■ **TRAVAIL DEMANDÉ**
a: D'après le texte sur l'évasion fiscale au Canada, quelle somme l'ARC a-t-elle générée en terminant l'examen de 525 cas ?
b: Énumérez les catégories de contribuables canadiens nommés dans les Panama Papers que cite le texte sur l'évasion fiscale au Canada.
c: Reprenez le texte sur l'évasion fiscale au Canada à la suite de sa dernière phrase.

■ **EXTRAIT DU DOCUMENT**
* * * * *

Le Canada devrait se munir d'un tel système. En obligeant les gouvernements et les Parlements à mesurer le manque à gagner fiscal, on pourra veiller à ce qu'ils disposent de tous les renseignements nécessaires pour régler le problème.
Bon nombre d'entre nous savent que l'évasion fiscale à l'étranger est un problème au Canada. Près de 1 000 contribuables canadiens, dont des particuliers, des entreprises et des fiducies, ont été nommés dans les Panama Papers il y a trois ans.
Le mois dernier, l'ARC a dit aux médias qu'elle avait identifié 894 contribuables et terminé l'examen de 525 de ces cas, générant ainsi 14,9 millions de dollars en impôt fédéral et en pénalités. Ce chiffre augmentera à mesure que les vérifications se poursuivront.
Même si l'ARC a précisé aux médias le montant de l'impôt établi, elle n'a pas indiqué quelle partie de cette somme a été perçue. Le projet de loi du sénateur Downe, s'il est adopté, obligerait l'ARC à communiquer ce type d'information aux Canadiens. Comme je l'ai mentionné auparavant, ce genre de renseignements seraient extrêmement utiles pour les décideurs. Bon nombre d'autres pays les utilisent déjà, et les Canadiens seraient mieux servis si nos décideurs disposaient eux aussi de cette information.
La plupart des Canadiens travaillent fort toute l'année et produisent leurs déclarations de revenus sans tarder. Ce sont des gens honnêtes qui ne chercheraient jamais à escroquer le gouvernement. Cependant, il y a des gens bien nantis et des riches entreprises au pays qui tentent constamment de tromper le fisc.

* * * * *

■ **ENTRÉES FOURNIES**
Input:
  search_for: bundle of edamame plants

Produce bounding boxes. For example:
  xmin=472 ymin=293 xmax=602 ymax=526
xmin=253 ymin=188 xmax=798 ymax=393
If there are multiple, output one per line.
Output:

* * * * *

■ **RÉPONSES DÉFINITIVES**
a: 14,9 millions de dollars en impôt fédéral et en pénalités.

b:
- des particuliers
- des entreprises
- des fiducies

c:
Les recettes fiscales servent à financer les services dont nous profitons, comme les soins de santé, le transport en commun et les routes. L'ARC devrait être en mesure d'indiquer combien d'argent les Panama Papers lui ont permis de recueillir. Ce serait dans l'intérêt de la population canadienne.
Dans le même ordre d'idées, l'ARC devrait être autorisée et apte à nous dire pourquoi elle a radié 133 millions de dollars dus par un seul contribuable. Cet argent aurait pu servir à injecter des sommes considérables dans des services publics, et les Canadiens méritent de savoir pourquoi ce contribuable ou cette entreprise a bénéficié d'un traitement spécial alors que le reste d'entre nous s'appliquent avec diligence à payer leur juste part.
J'entends beaucoup de gens de ma circonscription se plaindre de leurs rapports avec l'ARC, notamment en ce qui concerne la mauvaise qualité des services et le fait qu'on réclame des documents qui ont déjà été fournis à une autre direction. Le Bureau de l'ombudsman des contribuables, qui est indépendant de l'ARC, a enregistré une augmentation des plaintes au cours des dernières années. Voici les principales plaintes reçues par l'ombudsman des contribuables en 2017. Tout d'abord, il y a la difficulté à rejoindre le centre d'appels de l'ARC, ce qui peut-être un véritable casse-tête, surtout durant la saison des impôts. On mentionne aussi les informations incohérentes ou inexactes reçues des agents du centre d'appel et le manque de communication entre les différentes directions de l'ARC. Beaucoup de Canadiens se sont fait demander de produire les mêmes informations ou les mêmes documents plus d'une fois, parce que leur dossier n'avait pas été transmis à tous secteurs concernés.
Selon l'ombudsman des contribuables, il s'agit de problèmes systémiques, auxquels s'ajoutent d'autres problèmes profondément ancrés. L'ARC reconnaît qu'elle doit en faire plus pour mieux servir les Canadiens. Des représentants de l'ARC vont se déplacer un peu partout au Canada au cours du prochain mois pour mener des consultations en personne et demander comment l'ARC peut améliorer ses services. Je ne doute pas qu'ils recueilleront amplement de commentaires. J'espère que l'ARC s'en servira pour créer et mettre en oeuvre un système qui fonctionne mieux, comme le méritent les Canadiens.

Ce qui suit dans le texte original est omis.